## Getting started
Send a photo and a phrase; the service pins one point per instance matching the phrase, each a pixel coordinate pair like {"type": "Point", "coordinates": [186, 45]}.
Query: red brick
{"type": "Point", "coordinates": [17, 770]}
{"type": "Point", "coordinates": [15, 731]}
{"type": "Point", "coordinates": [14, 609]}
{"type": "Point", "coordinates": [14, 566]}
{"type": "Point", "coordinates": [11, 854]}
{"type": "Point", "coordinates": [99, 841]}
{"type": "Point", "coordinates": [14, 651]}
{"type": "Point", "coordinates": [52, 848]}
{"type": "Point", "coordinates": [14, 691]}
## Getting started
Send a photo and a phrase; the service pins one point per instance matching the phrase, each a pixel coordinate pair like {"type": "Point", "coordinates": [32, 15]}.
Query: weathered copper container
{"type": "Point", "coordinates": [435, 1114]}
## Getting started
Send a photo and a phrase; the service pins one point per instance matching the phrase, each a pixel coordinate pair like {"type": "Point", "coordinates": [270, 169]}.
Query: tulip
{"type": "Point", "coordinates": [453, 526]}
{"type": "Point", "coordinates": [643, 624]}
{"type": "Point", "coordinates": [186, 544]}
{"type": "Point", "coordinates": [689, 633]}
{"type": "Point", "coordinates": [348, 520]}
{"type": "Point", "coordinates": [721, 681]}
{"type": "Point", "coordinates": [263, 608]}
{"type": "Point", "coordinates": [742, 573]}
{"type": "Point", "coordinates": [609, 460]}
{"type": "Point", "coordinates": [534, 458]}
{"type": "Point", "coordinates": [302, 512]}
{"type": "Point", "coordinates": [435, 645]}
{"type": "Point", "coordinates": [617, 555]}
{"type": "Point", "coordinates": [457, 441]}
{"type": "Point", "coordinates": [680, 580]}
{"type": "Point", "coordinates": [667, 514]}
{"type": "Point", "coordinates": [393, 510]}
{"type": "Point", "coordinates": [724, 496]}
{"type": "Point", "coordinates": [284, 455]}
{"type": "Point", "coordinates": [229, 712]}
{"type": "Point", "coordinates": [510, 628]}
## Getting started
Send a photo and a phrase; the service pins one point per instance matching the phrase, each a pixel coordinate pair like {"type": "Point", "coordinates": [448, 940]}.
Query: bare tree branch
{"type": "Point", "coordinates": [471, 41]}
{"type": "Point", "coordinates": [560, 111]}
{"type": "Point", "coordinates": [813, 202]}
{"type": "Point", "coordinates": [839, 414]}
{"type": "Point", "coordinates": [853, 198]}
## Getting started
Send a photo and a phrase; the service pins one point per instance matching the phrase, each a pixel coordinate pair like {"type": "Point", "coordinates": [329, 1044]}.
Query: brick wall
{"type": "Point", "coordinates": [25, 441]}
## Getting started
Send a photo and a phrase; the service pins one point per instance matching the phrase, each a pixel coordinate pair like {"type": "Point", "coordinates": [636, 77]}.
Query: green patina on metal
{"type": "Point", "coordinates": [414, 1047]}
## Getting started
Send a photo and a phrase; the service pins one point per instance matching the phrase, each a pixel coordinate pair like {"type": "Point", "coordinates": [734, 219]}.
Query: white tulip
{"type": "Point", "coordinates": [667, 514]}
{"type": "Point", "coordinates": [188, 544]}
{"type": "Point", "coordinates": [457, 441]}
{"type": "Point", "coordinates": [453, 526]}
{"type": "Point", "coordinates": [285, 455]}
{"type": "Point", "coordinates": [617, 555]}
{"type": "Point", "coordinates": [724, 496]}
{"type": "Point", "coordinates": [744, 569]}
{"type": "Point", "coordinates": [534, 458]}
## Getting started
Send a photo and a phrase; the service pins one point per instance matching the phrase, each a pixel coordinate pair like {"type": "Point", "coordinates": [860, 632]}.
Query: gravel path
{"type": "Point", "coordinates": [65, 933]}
══════
[Exercise brief]: Set down the whole of the material again, exactly.

[Answer section]:
## Getting started
Send a photo and a phrase; the service pins one point per instance matching the phrase, each a pixel coordinate pair like {"type": "Point", "coordinates": [186, 45]}.
Query: red brick
{"type": "Point", "coordinates": [17, 770]}
{"type": "Point", "coordinates": [15, 731]}
{"type": "Point", "coordinates": [14, 609]}
{"type": "Point", "coordinates": [14, 566]}
{"type": "Point", "coordinates": [11, 854]}
{"type": "Point", "coordinates": [99, 841]}
{"type": "Point", "coordinates": [14, 651]}
{"type": "Point", "coordinates": [52, 848]}
{"type": "Point", "coordinates": [14, 691]}
## Getting started
Send a photo and a phrase; the service pins one point per instance matching the phrase, each a pixel coordinate pair like {"type": "Point", "coordinates": [32, 15]}.
Query: weathered copper container
{"type": "Point", "coordinates": [435, 1114]}
## Getting started
Send a photo and a phrase; the service pins one point per instance matching the phrase, each a pixel coordinate pair like {"type": "Point", "coordinates": [270, 169]}.
Query: tulip
{"type": "Point", "coordinates": [453, 526]}
{"type": "Point", "coordinates": [643, 624]}
{"type": "Point", "coordinates": [186, 544]}
{"type": "Point", "coordinates": [689, 633]}
{"type": "Point", "coordinates": [348, 520]}
{"type": "Point", "coordinates": [721, 681]}
{"type": "Point", "coordinates": [263, 608]}
{"type": "Point", "coordinates": [742, 573]}
{"type": "Point", "coordinates": [609, 460]}
{"type": "Point", "coordinates": [534, 458]}
{"type": "Point", "coordinates": [302, 512]}
{"type": "Point", "coordinates": [435, 645]}
{"type": "Point", "coordinates": [617, 555]}
{"type": "Point", "coordinates": [457, 441]}
{"type": "Point", "coordinates": [680, 580]}
{"type": "Point", "coordinates": [667, 514]}
{"type": "Point", "coordinates": [393, 510]}
{"type": "Point", "coordinates": [724, 496]}
{"type": "Point", "coordinates": [284, 455]}
{"type": "Point", "coordinates": [229, 712]}
{"type": "Point", "coordinates": [510, 628]}
## Getting started
Send a photo and a phrase; the service pins one point per instance matching the phrase, each a pixel coordinate pair like {"type": "Point", "coordinates": [448, 940]}.
Query: bare tree branch
{"type": "Point", "coordinates": [471, 41]}
{"type": "Point", "coordinates": [560, 111]}
{"type": "Point", "coordinates": [813, 202]}
{"type": "Point", "coordinates": [839, 414]}
{"type": "Point", "coordinates": [853, 198]}
## Getting started
Send a photo and a phrase; the service pins one point per instance matching the phrase, each a pixel coordinate pair like {"type": "Point", "coordinates": [329, 1044]}.
Query: brick wall
{"type": "Point", "coordinates": [25, 441]}
## Getting started
Send a photo and a phrase; the service pins one point per instance matching the phrase, each a pixel coordinate pair like {"type": "Point", "coordinates": [636, 77]}.
Query: green patina on metal
{"type": "Point", "coordinates": [414, 1047]}
## Getting started
Send a photo and a phrase; the service pins one point per instance matching the phrase, each a pixel coordinate pair like {"type": "Point", "coordinates": [734, 219]}.
Query: white tulip
{"type": "Point", "coordinates": [667, 514]}
{"type": "Point", "coordinates": [188, 544]}
{"type": "Point", "coordinates": [457, 441]}
{"type": "Point", "coordinates": [453, 526]}
{"type": "Point", "coordinates": [285, 455]}
{"type": "Point", "coordinates": [617, 555]}
{"type": "Point", "coordinates": [724, 496]}
{"type": "Point", "coordinates": [744, 569]}
{"type": "Point", "coordinates": [534, 458]}
## Getting started
Send a photo and a phrase; the service pins one point per instance matching the phrase, each a pixel coordinate pair like {"type": "Point", "coordinates": [860, 632]}.
Query: gravel path
{"type": "Point", "coordinates": [65, 933]}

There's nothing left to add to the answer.